▸ WHAT THE TASK REQUIRES:
With the images removed, reproduce each entry below word for word.
● ● ● ●
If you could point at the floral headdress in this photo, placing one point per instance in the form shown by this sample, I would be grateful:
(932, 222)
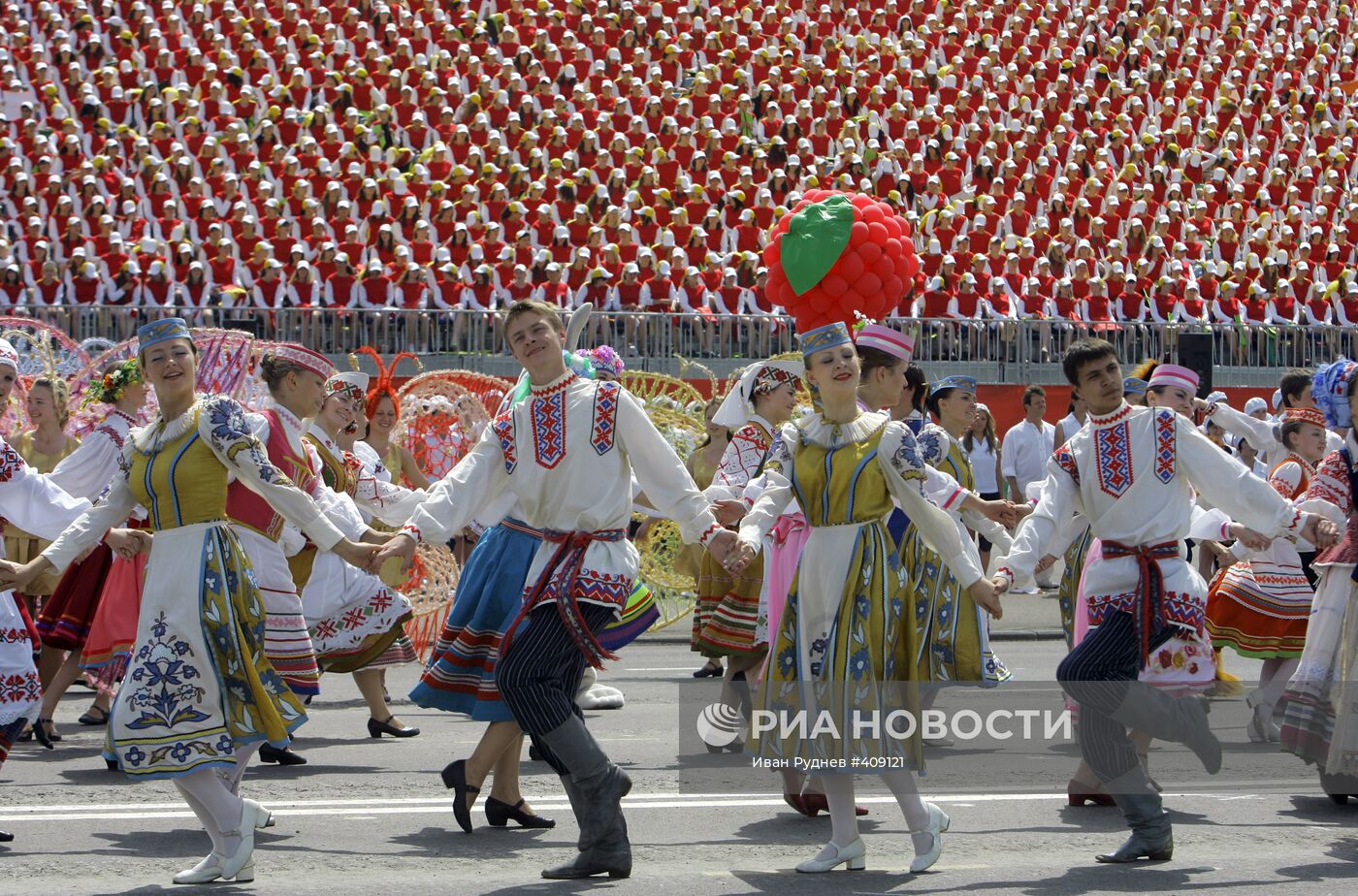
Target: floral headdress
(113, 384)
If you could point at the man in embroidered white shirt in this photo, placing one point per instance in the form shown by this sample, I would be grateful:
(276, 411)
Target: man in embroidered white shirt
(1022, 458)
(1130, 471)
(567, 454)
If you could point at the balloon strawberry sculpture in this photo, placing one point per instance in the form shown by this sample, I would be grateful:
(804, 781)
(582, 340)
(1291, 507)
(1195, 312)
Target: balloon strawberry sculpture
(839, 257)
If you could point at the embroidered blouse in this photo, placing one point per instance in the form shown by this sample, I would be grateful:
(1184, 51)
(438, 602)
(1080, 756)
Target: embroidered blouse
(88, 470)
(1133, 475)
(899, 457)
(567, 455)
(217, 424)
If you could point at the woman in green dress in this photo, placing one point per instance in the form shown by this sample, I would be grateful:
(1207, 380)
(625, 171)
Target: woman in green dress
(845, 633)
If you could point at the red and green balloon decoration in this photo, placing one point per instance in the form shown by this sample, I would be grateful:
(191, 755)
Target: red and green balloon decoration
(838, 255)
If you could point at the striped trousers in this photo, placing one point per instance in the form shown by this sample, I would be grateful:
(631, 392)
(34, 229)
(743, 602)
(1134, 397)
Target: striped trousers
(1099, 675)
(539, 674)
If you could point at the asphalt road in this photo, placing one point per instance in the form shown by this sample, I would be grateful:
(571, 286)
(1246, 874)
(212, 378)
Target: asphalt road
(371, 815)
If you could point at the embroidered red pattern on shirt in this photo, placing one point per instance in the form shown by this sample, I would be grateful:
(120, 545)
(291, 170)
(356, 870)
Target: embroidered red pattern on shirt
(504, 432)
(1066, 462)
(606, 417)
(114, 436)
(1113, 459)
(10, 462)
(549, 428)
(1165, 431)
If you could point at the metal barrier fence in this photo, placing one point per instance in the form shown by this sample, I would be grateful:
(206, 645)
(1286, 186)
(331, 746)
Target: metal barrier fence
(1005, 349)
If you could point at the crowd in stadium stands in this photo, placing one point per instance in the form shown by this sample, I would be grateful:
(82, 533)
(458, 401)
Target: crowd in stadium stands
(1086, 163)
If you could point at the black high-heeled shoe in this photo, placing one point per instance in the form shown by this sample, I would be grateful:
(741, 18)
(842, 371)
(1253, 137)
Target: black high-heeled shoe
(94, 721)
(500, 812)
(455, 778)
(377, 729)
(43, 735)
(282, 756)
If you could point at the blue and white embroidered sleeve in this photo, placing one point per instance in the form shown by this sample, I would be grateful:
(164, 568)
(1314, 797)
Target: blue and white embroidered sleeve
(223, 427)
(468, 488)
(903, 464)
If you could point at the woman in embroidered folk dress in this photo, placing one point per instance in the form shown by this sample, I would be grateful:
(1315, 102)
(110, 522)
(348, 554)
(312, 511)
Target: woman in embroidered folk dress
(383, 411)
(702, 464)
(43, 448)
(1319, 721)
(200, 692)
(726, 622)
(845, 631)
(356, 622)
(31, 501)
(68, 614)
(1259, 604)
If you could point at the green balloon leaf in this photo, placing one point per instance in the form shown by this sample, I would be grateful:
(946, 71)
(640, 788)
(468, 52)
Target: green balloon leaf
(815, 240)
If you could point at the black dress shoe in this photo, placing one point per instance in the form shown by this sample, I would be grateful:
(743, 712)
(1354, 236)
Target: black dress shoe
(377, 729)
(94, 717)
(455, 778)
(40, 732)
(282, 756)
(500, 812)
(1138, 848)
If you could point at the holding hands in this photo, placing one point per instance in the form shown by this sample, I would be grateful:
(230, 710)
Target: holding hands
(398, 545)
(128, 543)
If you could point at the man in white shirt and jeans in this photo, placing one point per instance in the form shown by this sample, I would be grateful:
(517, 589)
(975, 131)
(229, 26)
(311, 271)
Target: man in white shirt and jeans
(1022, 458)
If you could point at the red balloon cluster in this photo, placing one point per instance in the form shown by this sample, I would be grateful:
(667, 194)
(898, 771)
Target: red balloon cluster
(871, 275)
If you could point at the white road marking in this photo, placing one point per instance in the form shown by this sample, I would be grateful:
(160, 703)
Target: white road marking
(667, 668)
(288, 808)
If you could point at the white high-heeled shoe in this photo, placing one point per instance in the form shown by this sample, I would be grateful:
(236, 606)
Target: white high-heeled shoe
● ● ● ●
▸ TASK SOLUTION:
If you could point at the floral headdress in this photo, placing one point per instance in the form shown by this sample, I would be grateful:
(932, 222)
Target: floral headdress
(113, 384)
If you could point at the man in embroidered white shirt in this photo, placing one point per instance in the form shown by this sample, I would be grateful:
(276, 411)
Target: man in embroidered white shirt
(1022, 458)
(1130, 471)
(567, 454)
If you could point at the balloon strawberry sculpture in this photo, placing one point per instance in the form shown by this sample, I would be grateful:
(804, 781)
(582, 340)
(1291, 507)
(1195, 312)
Target: balloon strawberry sculpture
(839, 257)
If you could point at the embroidered blouse in this photo, placing one point per instance in the form shown by this sample, I would be grateful:
(1184, 51)
(438, 602)
(1080, 756)
Target: embroidered blouse
(88, 470)
(1133, 475)
(899, 457)
(567, 455)
(217, 424)
If you could point at the woman in green dress in this photo, placing one point per instance in the form shown by this sample, I would be grateful:
(1207, 380)
(625, 171)
Target: woman in green dress
(845, 633)
If you could point at the red and green balloon decoration in this photo, placing one point per instance in the form shown by this sample, I would be grateful:
(191, 755)
Target: red and green balloon decoration
(838, 255)
If you could point at the striped trousers in this photo, placing one point per instance in the form shown by this sample, I would be grateful:
(631, 392)
(34, 229)
(743, 602)
(1134, 397)
Target: striped trousers
(1099, 675)
(539, 674)
If you could point at the asphalt road in this photo, placing one point per instance in the form shown by this sample, I would be grateful:
(571, 286)
(1246, 874)
(212, 378)
Target: asphalt road
(371, 815)
If you could point at the embroidered red pattern on shirt in this photo, placing one point per instance in the form shown by this sample, I would be grateful:
(120, 545)
(291, 170)
(356, 870)
Target: embroidered red pattern on shirt
(504, 432)
(1066, 462)
(606, 417)
(114, 436)
(1113, 459)
(10, 462)
(549, 428)
(1165, 431)
If you could point at the metal barrier fence in this photo, placing one point per instance in the form shown by this sample, I would be grateful:
(206, 645)
(1286, 186)
(331, 746)
Target: metal barrier fence
(1005, 349)
If you could point at the crowd in stadium stands in this photo, placing one point per instance in the form shown by this sample, I would be grateful:
(82, 533)
(458, 401)
Target: crowd in stadium stands
(1086, 163)
If you could point at the black high-heeled shoe in this photo, placing one point per instance in the form shown by this sample, I would be grateful:
(741, 18)
(842, 371)
(1253, 137)
Target: black high-heeled shoe
(94, 721)
(500, 812)
(455, 778)
(377, 729)
(43, 735)
(282, 756)
If you could point at the blue and white embroidered sleeve in this photo, placing one point per instance in the form shown by this sample, I would be grateful:
(164, 568)
(1314, 797)
Target: blue and white embroidered sleeve
(223, 427)
(468, 488)
(903, 464)
If you could point at the woman in embroidered folk dress in this photo, placing one point per instance in the form shown by this sample, I would be grateful:
(1315, 102)
(110, 522)
(348, 554)
(312, 511)
Target: woman in embroidered folk dress
(383, 411)
(702, 464)
(43, 448)
(1319, 721)
(200, 692)
(726, 622)
(845, 631)
(356, 622)
(31, 501)
(68, 614)
(1259, 604)
If you could point at the green balloon leaf in this photo, placing one point per instance in the form shown by this sample, I would be grateful:
(946, 71)
(640, 788)
(468, 52)
Target: green balloon leaf
(815, 240)
If you could point at the black dress shoe in this photo, placing one point per instance in the form shown by this sample, I would be grateful:
(743, 712)
(1354, 236)
Target: black dress shoe
(377, 729)
(94, 717)
(455, 778)
(40, 732)
(282, 756)
(500, 812)
(1138, 848)
If you could point at the holding hands in this photo, placing one point per instance in the form shown by this sample, I would be grateful:
(230, 710)
Target: holding hands
(398, 545)
(128, 543)
If you could point at the man in white shirt and jeans in this photo, placing one point per instance in the form shown by this sample, I would be grateful:
(517, 589)
(975, 131)
(229, 26)
(311, 271)
Target: man in white shirt and jeans
(1022, 458)
If you could point at the red balloon cluster in this photo, placing one point per instance in the form shown by this sample, I would be grateful:
(667, 194)
(898, 771)
Target: red balloon cluster
(871, 275)
If you could point at the white road marking in this photo, placing one point per instance in the form shown by this sample, I would be grateful:
(160, 703)
Target: white road marking
(667, 668)
(288, 808)
If you could point at the white high-heeled shoe in this photo, placing one point per instance in the form shown by this sample, I would be grateful:
(236, 606)
Target: white high-heeled shoe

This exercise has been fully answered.